START

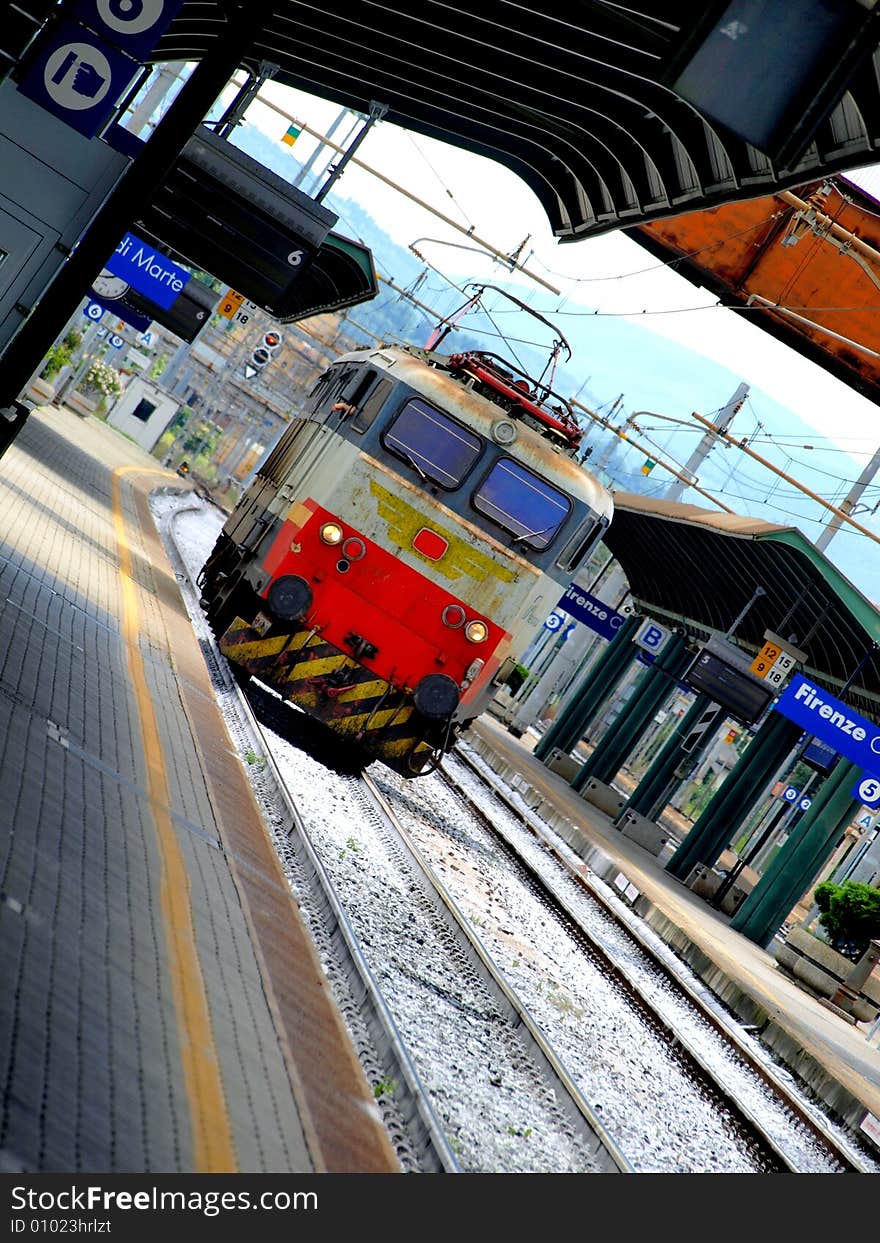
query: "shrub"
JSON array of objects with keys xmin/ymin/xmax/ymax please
[
  {"xmin": 813, "ymin": 880, "xmax": 880, "ymax": 962},
  {"xmin": 80, "ymin": 358, "xmax": 122, "ymax": 397},
  {"xmin": 40, "ymin": 328, "xmax": 82, "ymax": 380}
]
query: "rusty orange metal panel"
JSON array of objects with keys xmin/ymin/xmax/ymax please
[{"xmin": 630, "ymin": 181, "xmax": 880, "ymax": 400}]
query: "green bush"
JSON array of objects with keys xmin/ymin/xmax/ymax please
[{"xmin": 813, "ymin": 880, "xmax": 880, "ymax": 962}]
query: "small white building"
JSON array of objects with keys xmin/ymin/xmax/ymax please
[{"xmin": 107, "ymin": 375, "xmax": 180, "ymax": 452}]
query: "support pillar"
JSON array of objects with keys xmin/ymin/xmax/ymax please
[
  {"xmin": 666, "ymin": 712, "xmax": 803, "ymax": 880},
  {"xmin": 534, "ymin": 617, "xmax": 643, "ymax": 759},
  {"xmin": 624, "ymin": 695, "xmax": 713, "ymax": 820},
  {"xmin": 731, "ymin": 759, "xmax": 861, "ymax": 946},
  {"xmin": 571, "ymin": 634, "xmax": 691, "ymax": 791}
]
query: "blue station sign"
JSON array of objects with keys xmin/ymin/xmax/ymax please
[
  {"xmin": 556, "ymin": 583, "xmax": 626, "ymax": 639},
  {"xmin": 73, "ymin": 0, "xmax": 183, "ymax": 61},
  {"xmin": 774, "ymin": 674, "xmax": 880, "ymax": 777},
  {"xmin": 19, "ymin": 21, "xmax": 140, "ymax": 138},
  {"xmin": 107, "ymin": 232, "xmax": 191, "ymax": 311}
]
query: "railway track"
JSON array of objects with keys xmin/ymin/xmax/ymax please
[
  {"xmin": 422, "ymin": 746, "xmax": 876, "ymax": 1173},
  {"xmin": 161, "ymin": 494, "xmax": 869, "ymax": 1172}
]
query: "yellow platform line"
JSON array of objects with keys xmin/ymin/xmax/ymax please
[{"xmin": 113, "ymin": 466, "xmax": 239, "ymax": 1173}]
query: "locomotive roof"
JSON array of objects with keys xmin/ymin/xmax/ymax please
[{"xmin": 338, "ymin": 346, "xmax": 614, "ymax": 520}]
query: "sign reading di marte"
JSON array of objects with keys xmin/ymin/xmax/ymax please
[
  {"xmin": 107, "ymin": 232, "xmax": 191, "ymax": 311},
  {"xmin": 774, "ymin": 674, "xmax": 880, "ymax": 777}
]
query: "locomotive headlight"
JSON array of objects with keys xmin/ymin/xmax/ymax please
[
  {"xmin": 465, "ymin": 622, "xmax": 488, "ymax": 643},
  {"xmin": 319, "ymin": 522, "xmax": 343, "ymax": 544},
  {"xmin": 342, "ymin": 536, "xmax": 367, "ymax": 561}
]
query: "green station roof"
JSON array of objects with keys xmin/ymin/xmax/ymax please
[{"xmin": 605, "ymin": 492, "xmax": 880, "ymax": 720}]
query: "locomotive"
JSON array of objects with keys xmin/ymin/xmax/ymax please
[{"xmin": 199, "ymin": 310, "xmax": 613, "ymax": 777}]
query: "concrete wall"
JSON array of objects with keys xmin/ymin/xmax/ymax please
[{"xmin": 107, "ymin": 377, "xmax": 180, "ymax": 452}]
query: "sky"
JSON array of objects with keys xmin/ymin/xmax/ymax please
[{"xmin": 198, "ymin": 82, "xmax": 880, "ymax": 600}]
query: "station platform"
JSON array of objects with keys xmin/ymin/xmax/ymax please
[
  {"xmin": 0, "ymin": 406, "xmax": 399, "ymax": 1173},
  {"xmin": 465, "ymin": 713, "xmax": 880, "ymax": 1155}
]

END

## [Your goal]
Which lines in the entries above contain the word "green"? Return each of them in full, unchanged.

## [Complete response]
query: "green bush"
query: "green station roof"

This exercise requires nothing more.